(Pointing rows for named objects)
......

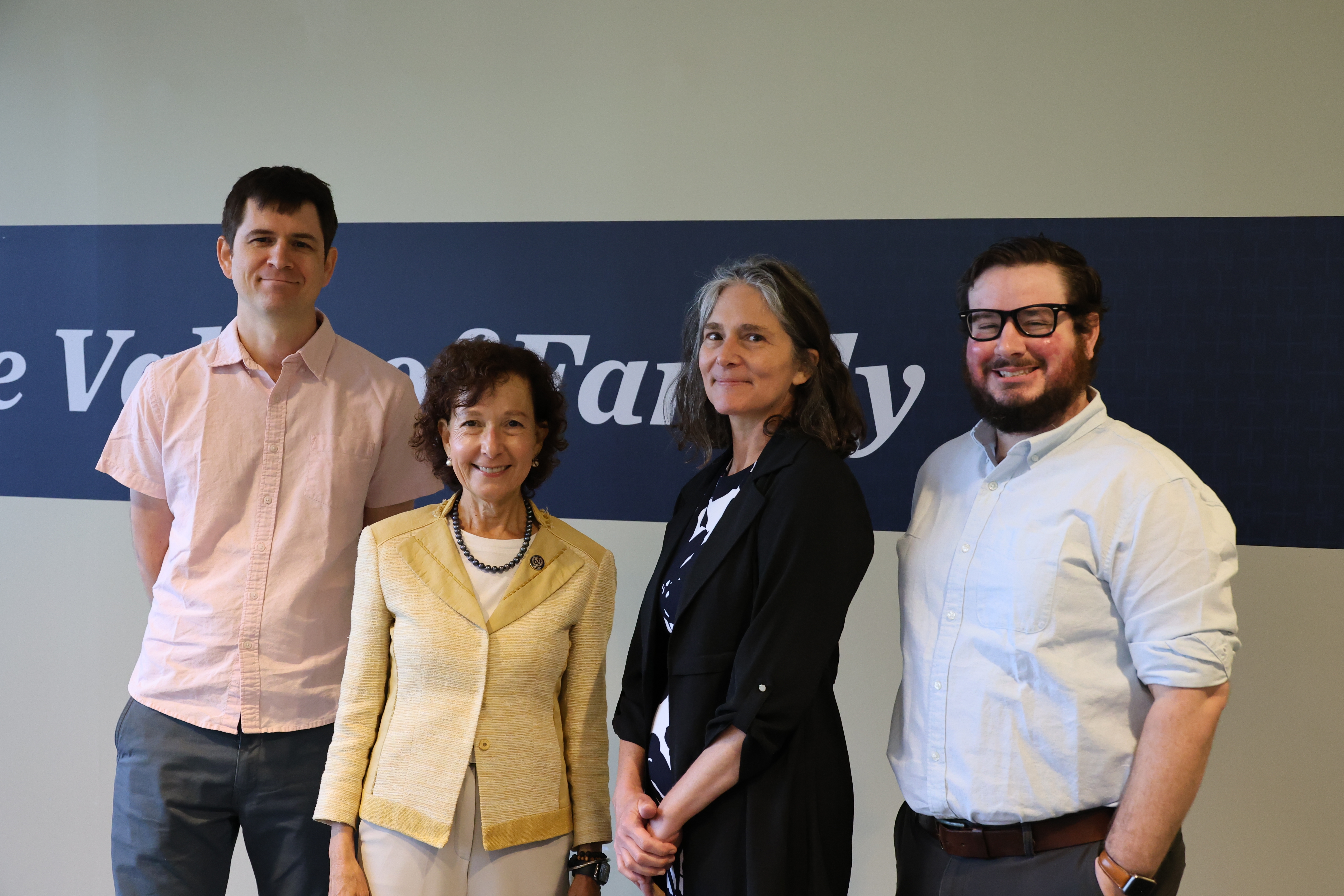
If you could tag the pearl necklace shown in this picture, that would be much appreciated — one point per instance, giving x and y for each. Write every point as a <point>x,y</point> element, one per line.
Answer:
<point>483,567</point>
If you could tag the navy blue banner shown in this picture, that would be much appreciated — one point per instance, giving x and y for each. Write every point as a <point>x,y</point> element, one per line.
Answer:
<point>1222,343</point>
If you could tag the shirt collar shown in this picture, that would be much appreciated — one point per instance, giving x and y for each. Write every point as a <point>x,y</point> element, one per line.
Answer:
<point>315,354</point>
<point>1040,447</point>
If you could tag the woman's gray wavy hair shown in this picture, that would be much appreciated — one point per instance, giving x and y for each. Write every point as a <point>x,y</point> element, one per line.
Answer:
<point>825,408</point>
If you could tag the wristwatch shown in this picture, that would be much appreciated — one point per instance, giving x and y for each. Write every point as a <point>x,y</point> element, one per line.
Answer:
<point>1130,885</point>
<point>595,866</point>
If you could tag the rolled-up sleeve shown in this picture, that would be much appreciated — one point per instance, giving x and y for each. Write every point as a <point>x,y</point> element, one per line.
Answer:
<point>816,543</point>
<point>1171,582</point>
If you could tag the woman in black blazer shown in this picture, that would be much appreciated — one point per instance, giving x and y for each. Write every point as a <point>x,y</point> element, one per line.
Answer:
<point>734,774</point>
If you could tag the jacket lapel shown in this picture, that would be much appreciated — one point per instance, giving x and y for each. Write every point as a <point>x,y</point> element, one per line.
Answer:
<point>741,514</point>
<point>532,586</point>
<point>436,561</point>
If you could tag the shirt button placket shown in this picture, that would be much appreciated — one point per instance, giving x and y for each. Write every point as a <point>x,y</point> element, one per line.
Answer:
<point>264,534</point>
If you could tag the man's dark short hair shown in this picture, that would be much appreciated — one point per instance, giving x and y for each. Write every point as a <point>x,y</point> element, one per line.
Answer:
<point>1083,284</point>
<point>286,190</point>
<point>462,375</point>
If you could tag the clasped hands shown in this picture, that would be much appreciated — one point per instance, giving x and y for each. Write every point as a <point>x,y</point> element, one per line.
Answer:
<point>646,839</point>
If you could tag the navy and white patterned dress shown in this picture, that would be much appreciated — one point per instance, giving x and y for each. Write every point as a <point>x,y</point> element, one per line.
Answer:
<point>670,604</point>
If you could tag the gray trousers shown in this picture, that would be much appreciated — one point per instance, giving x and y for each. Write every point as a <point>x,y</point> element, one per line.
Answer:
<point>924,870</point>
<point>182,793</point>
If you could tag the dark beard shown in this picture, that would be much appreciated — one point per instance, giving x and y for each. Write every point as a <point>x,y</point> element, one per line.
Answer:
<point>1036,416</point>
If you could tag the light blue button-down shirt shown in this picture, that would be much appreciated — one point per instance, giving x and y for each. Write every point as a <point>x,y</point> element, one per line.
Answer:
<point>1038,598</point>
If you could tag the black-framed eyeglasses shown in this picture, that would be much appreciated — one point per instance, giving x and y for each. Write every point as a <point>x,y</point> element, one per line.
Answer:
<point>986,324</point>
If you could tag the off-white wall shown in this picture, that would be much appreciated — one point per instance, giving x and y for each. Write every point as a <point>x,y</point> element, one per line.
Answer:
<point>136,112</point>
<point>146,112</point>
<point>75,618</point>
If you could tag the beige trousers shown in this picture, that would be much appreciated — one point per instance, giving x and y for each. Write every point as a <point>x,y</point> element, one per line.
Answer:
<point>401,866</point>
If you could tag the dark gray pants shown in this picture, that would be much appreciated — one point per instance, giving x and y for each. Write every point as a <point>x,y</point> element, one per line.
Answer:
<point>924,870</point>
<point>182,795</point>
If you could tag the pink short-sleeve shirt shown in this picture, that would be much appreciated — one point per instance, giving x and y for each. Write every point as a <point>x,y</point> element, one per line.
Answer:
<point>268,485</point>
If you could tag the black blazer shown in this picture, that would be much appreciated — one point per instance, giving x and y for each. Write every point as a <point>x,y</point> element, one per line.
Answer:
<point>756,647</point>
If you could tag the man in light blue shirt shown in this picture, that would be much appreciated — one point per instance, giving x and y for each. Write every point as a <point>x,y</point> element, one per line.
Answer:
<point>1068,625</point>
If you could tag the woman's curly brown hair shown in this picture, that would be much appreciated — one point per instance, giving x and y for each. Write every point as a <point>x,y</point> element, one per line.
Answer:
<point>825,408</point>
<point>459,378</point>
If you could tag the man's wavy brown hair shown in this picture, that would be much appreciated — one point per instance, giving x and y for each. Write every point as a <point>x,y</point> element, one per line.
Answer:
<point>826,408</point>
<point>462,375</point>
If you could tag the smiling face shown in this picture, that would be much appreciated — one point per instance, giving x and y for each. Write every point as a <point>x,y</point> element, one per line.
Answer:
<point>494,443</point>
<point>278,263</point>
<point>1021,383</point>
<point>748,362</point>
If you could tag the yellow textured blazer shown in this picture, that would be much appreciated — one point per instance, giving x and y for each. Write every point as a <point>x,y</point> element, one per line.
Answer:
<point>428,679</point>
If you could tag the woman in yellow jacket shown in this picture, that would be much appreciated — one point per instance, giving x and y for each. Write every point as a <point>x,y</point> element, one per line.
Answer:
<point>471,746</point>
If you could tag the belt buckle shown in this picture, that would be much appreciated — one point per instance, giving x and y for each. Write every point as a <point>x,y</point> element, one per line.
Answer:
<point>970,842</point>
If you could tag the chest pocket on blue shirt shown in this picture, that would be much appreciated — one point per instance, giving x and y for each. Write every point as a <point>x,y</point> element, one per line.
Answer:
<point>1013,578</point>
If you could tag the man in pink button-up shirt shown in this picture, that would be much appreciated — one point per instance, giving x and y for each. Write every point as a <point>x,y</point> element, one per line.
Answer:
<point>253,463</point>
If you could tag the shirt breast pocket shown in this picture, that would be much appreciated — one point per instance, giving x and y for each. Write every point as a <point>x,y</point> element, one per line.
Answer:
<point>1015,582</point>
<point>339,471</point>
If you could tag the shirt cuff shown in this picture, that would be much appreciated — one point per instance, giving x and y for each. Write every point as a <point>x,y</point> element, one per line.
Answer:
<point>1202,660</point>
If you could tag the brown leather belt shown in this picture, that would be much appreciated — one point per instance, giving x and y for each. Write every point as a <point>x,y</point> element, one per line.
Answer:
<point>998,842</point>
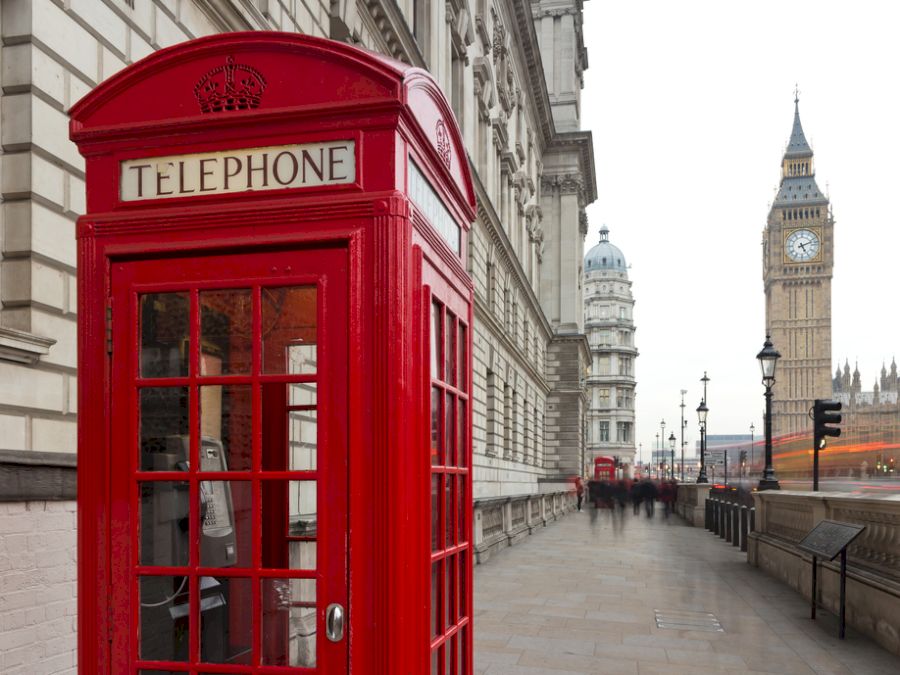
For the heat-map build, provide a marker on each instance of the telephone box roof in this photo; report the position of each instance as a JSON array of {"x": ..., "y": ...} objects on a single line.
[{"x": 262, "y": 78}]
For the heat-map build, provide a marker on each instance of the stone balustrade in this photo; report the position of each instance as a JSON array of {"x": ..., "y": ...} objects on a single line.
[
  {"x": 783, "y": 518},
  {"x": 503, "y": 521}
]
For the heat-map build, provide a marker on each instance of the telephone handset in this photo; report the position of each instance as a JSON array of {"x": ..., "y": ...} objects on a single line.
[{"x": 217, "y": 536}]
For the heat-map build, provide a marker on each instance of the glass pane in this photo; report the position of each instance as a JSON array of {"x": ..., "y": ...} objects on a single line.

......

Task brief —
Copy word for word the part that opens with the line containing "the telephone handset" and continues through the last of the rows.

Result of the exercise —
For the heat-map build, provide a marker on each instance of the telephone handset in this photo; report the position of each instance as a JSON array of {"x": ..., "y": ...} objects on a single line.
[{"x": 217, "y": 536}]
For the heat-map build, provide a marker on each instance of the glass pane in this photo; report the position of each instance as a JSON array of {"x": ..., "y": ...} objects on a single line.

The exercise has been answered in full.